## Begin Extracted text

The deepening economic crisis has heightened fears that the proposal to guarantee a role for the unions through a new collective bargaining system will drive up wage levels and drive down employment.
While this assertion seems quite justifiable, it is wrong to conclude that these retrograde laws are only a cause for concern because the economic tide has gone out.
It is true that Labor's Forward with Fairness industrial relations package was floated in the buoyant economic environment leading up to the 2007 federal election. But this doesn't mean, as former Howard government treasurer and now Opposition backbencher Peter Costello seems to be suggesting, that it is legislation for the good times. It is seriously flawed and potentially damaging, no matter whether the times are good or bad.
This is the point Opposition Leader Malcolm Turnbull is missing as he thrashes about, trying to find a conservative response to the Fair Work laws that are being driven with political astuteness by Deputy Prime Minister and Workplace Relations Minister Julia Gillard.
At each turn in the debate about the merits of her legislation, Gillard has been able to successfully force Turnbull and many of his colleagues to confront the electoral disaster triggered by the Howard government's Work Choices laws.

## End Extracted text
## Begin Record list

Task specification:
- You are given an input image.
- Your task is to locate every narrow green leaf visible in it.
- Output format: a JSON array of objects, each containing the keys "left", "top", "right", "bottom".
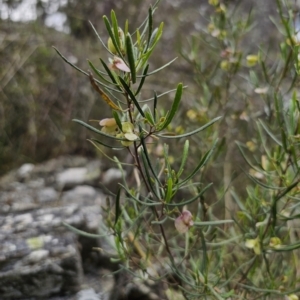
[
  {"left": 158, "top": 83, "right": 182, "bottom": 131},
  {"left": 89, "top": 21, "right": 110, "bottom": 52},
  {"left": 145, "top": 6, "right": 153, "bottom": 52},
  {"left": 165, "top": 176, "right": 173, "bottom": 203},
  {"left": 141, "top": 137, "right": 161, "bottom": 185},
  {"left": 103, "top": 16, "right": 123, "bottom": 58},
  {"left": 155, "top": 117, "right": 222, "bottom": 139},
  {"left": 165, "top": 183, "right": 213, "bottom": 207},
  {"left": 110, "top": 10, "right": 121, "bottom": 47},
  {"left": 137, "top": 57, "right": 177, "bottom": 77},
  {"left": 100, "top": 58, "right": 121, "bottom": 90},
  {"left": 153, "top": 91, "right": 157, "bottom": 122},
  {"left": 145, "top": 110, "right": 155, "bottom": 126},
  {"left": 177, "top": 140, "right": 190, "bottom": 178},
  {"left": 141, "top": 151, "right": 160, "bottom": 199},
  {"left": 200, "top": 227, "right": 208, "bottom": 277},
  {"left": 114, "top": 188, "right": 121, "bottom": 227},
  {"left": 119, "top": 77, "right": 145, "bottom": 117},
  {"left": 135, "top": 64, "right": 149, "bottom": 96},
  {"left": 126, "top": 33, "right": 136, "bottom": 83},
  {"left": 194, "top": 220, "right": 234, "bottom": 226},
  {"left": 113, "top": 110, "right": 122, "bottom": 131},
  {"left": 90, "top": 138, "right": 125, "bottom": 150}
]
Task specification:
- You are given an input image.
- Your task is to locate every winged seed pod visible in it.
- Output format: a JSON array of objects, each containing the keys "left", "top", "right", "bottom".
[{"left": 107, "top": 27, "right": 126, "bottom": 55}]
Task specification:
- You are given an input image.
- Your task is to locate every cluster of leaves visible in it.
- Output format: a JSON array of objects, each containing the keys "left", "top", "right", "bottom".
[
  {"left": 183, "top": 1, "right": 300, "bottom": 299},
  {"left": 57, "top": 0, "right": 300, "bottom": 299}
]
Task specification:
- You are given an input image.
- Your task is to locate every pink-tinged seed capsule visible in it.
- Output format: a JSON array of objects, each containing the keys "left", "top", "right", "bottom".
[{"left": 175, "top": 210, "right": 194, "bottom": 233}]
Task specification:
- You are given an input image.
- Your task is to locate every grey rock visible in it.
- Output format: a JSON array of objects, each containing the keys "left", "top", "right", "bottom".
[{"left": 76, "top": 289, "right": 102, "bottom": 300}]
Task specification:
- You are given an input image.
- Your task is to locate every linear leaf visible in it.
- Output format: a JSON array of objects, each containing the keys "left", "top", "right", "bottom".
[
  {"left": 135, "top": 64, "right": 149, "bottom": 95},
  {"left": 126, "top": 33, "right": 136, "bottom": 83},
  {"left": 145, "top": 6, "right": 153, "bottom": 52},
  {"left": 177, "top": 140, "right": 190, "bottom": 178},
  {"left": 194, "top": 220, "right": 234, "bottom": 226},
  {"left": 110, "top": 9, "right": 121, "bottom": 47},
  {"left": 141, "top": 137, "right": 160, "bottom": 183},
  {"left": 113, "top": 110, "right": 122, "bottom": 131},
  {"left": 90, "top": 138, "right": 125, "bottom": 150},
  {"left": 100, "top": 58, "right": 121, "bottom": 90},
  {"left": 103, "top": 16, "right": 123, "bottom": 58},
  {"left": 119, "top": 77, "right": 145, "bottom": 117},
  {"left": 114, "top": 188, "right": 121, "bottom": 227},
  {"left": 158, "top": 83, "right": 182, "bottom": 131}
]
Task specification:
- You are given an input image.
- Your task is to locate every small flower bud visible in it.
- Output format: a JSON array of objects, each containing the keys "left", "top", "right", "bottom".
[
  {"left": 246, "top": 54, "right": 258, "bottom": 67},
  {"left": 107, "top": 27, "right": 125, "bottom": 55},
  {"left": 175, "top": 210, "right": 194, "bottom": 233}
]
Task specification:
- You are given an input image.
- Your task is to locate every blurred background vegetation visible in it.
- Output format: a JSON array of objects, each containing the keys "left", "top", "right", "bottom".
[{"left": 0, "top": 0, "right": 276, "bottom": 175}]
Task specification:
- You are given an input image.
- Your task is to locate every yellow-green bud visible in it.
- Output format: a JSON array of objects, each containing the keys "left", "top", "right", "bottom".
[{"left": 107, "top": 27, "right": 125, "bottom": 55}]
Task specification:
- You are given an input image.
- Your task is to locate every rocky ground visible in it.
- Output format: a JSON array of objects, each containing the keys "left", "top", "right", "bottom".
[{"left": 0, "top": 156, "right": 163, "bottom": 300}]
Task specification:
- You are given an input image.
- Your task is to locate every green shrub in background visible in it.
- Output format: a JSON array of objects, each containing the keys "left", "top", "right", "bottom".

## End Record list

## To do:
**a.** According to the excerpt on the Fair Work industrial relations laws above, why is it wrong to conclude that these laws are a cause for concern only because "the economic tide has gone out"? Answer in one to three sentences.
**b.** Write the next part of the excerpt on the Fair Work industrial relations laws, picking up after its final sentence.

## Task-by-task answers:
**a.** The laws are seriously flawed and potentially damaging no matter whether the times are good or bad. Their problems therefore do not depend on the economic crisis, even though the package was floated in a buoyant economic environment.

**b.**
This has now reached a stage where Turnbull needs no encouragement to publicly declare not only that Work Choices is dead but that this is the will of the electorate.
While the premise underpinning Work Choices was fundamentally sound - to encourage more flexibility and freedom of choice in the workplace - it was managed badly by the Coalition. But even then it was the well crafted and highly emotive union media campaign rather than the shortcomings of the system that drove a stake through the heart of the former government. Nevertheless, capitalising on the mixture of guilt and depression that has hung over the conservatives since then, Gillard has argued that her legislation should be unopposed because it received the mandate of the electorate in 2007.
The electorate, whipped into a frenzy by the combined efforts of the union movement and the then Labor Opposition, was clearly confused, concerned and even angry about Work Choices. But was the electorate's rejection of Work Choices at the ballot box an automatic endorsement of Labor's industrial relations reforms now before the Senate?
This is a crucial point, because it has become quite clear since the legislation was unveiled last November that a number of key components of this package, particularly relating to enhanced union power and limits on employee privacy, were not canvassed in the original policy. But this is being underplayed by the Opposition.
Instead, it is whingeing because Gillard is ignoring its calls for discussions on amending the legislation unless it promises to respect the Government's mandate to pass the Fair Work Bill.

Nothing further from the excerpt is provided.